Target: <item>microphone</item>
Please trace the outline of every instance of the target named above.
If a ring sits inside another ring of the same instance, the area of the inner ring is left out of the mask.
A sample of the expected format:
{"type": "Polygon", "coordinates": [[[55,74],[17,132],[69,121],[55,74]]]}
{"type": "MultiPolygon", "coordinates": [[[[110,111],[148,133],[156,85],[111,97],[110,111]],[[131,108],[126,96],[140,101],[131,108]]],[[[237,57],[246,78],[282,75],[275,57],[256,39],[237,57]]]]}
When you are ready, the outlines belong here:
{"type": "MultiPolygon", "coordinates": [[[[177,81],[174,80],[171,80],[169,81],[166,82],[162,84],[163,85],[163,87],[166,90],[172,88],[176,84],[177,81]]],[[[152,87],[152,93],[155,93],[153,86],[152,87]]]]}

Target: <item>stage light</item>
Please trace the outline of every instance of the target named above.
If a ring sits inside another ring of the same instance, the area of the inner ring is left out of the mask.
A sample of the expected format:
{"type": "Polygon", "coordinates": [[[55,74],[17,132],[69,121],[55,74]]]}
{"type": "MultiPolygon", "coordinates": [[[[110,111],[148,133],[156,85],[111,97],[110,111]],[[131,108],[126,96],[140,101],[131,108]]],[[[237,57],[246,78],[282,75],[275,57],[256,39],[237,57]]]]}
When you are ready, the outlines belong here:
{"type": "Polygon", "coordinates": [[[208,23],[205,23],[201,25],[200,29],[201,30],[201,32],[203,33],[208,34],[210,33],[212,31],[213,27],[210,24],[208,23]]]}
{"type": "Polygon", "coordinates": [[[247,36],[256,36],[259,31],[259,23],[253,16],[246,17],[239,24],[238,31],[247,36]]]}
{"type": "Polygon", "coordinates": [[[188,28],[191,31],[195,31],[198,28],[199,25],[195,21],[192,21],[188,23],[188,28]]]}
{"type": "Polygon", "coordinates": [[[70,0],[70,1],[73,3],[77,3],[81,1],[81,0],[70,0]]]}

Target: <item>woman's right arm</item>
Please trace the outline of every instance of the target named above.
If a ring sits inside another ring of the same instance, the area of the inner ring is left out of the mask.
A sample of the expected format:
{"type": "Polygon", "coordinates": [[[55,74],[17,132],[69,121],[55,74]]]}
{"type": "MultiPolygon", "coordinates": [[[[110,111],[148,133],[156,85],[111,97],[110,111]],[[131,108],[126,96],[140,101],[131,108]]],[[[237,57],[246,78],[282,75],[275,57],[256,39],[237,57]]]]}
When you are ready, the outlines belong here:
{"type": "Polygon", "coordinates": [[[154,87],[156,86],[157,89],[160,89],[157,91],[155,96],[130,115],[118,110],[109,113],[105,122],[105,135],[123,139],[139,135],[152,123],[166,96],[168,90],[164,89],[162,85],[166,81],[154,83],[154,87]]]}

§ §

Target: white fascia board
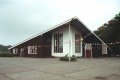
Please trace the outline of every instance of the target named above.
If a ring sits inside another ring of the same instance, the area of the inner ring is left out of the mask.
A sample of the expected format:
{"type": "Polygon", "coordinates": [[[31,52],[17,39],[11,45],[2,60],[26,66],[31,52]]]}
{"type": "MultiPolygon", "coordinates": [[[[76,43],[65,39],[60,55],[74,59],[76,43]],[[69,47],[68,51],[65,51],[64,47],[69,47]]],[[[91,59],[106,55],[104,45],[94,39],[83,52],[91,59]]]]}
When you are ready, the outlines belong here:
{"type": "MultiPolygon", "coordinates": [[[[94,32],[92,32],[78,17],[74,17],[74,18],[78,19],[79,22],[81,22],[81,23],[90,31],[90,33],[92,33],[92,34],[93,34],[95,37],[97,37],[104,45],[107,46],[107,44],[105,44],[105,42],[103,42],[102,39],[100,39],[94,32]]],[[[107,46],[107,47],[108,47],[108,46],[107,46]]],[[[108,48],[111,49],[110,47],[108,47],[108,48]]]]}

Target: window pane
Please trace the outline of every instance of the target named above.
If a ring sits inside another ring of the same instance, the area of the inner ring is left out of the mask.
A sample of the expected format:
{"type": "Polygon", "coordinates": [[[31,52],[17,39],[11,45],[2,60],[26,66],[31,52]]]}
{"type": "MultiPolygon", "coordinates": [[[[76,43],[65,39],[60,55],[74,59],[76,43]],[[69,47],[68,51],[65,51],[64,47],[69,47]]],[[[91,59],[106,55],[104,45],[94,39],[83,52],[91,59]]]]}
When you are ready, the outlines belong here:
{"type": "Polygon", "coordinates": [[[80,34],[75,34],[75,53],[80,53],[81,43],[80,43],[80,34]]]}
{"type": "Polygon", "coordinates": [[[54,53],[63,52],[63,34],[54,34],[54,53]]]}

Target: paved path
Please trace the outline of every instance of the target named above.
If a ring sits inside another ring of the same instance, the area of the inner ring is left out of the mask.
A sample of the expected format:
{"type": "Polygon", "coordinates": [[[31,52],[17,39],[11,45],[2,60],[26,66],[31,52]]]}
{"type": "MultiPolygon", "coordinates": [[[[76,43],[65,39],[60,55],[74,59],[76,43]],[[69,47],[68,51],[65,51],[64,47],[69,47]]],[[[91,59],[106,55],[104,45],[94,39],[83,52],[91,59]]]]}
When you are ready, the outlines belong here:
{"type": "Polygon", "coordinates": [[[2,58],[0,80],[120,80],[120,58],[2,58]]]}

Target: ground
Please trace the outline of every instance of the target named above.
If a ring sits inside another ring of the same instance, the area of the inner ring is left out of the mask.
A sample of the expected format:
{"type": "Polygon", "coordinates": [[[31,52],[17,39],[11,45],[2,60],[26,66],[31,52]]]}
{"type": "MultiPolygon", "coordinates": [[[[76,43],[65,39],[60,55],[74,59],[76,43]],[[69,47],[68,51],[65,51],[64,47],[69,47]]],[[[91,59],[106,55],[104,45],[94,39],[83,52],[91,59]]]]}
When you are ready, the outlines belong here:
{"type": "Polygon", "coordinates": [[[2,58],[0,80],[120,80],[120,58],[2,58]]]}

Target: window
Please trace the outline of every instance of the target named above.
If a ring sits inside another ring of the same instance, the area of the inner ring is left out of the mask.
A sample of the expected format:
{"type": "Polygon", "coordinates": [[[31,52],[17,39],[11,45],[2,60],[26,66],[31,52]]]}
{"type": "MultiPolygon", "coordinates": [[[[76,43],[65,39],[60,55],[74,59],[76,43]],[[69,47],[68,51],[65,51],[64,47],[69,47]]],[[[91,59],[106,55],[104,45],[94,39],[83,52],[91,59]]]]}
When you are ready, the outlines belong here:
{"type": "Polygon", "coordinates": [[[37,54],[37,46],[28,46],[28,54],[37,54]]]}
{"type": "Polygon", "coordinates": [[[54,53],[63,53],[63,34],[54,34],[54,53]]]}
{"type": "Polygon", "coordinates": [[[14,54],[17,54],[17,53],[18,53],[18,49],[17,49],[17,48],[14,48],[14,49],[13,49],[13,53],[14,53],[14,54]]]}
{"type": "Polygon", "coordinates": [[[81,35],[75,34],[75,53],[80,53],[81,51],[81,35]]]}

§ §

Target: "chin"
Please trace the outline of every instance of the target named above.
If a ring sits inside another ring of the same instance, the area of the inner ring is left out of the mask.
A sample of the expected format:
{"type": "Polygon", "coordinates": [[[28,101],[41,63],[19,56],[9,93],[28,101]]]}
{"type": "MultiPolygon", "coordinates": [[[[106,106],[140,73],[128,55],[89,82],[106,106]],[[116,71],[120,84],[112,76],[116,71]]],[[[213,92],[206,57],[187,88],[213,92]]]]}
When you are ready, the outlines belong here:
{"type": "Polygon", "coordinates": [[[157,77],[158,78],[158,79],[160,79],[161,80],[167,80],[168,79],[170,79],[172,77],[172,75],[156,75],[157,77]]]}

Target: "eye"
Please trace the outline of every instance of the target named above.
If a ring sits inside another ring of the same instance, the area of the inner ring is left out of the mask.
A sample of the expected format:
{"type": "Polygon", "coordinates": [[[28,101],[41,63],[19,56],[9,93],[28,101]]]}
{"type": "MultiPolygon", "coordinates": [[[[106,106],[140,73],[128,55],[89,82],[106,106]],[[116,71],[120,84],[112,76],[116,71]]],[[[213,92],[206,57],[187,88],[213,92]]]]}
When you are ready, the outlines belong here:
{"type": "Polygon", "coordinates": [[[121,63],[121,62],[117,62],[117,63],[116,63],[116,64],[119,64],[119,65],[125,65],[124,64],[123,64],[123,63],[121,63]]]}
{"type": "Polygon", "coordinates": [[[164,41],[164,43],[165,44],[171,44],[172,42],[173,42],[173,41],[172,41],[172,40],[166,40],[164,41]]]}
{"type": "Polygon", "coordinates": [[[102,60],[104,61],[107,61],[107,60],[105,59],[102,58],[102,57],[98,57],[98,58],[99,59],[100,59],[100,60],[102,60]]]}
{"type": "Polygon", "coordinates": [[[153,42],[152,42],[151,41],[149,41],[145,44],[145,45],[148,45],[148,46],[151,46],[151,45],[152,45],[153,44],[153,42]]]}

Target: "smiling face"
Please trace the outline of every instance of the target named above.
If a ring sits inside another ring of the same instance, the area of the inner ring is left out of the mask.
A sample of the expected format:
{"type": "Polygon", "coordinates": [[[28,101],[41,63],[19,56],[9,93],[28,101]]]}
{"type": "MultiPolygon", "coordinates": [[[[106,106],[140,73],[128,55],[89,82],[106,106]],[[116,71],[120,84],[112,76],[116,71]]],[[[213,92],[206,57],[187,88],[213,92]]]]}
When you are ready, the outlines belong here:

§ §

[WHAT TO PRODUCE] Return each line of the records that contains the string "item".

[EXPECTED ANSWER]
Target: <item>microphone</item>
Target: <item>stage light</item>
Target: <item>woman's right arm</item>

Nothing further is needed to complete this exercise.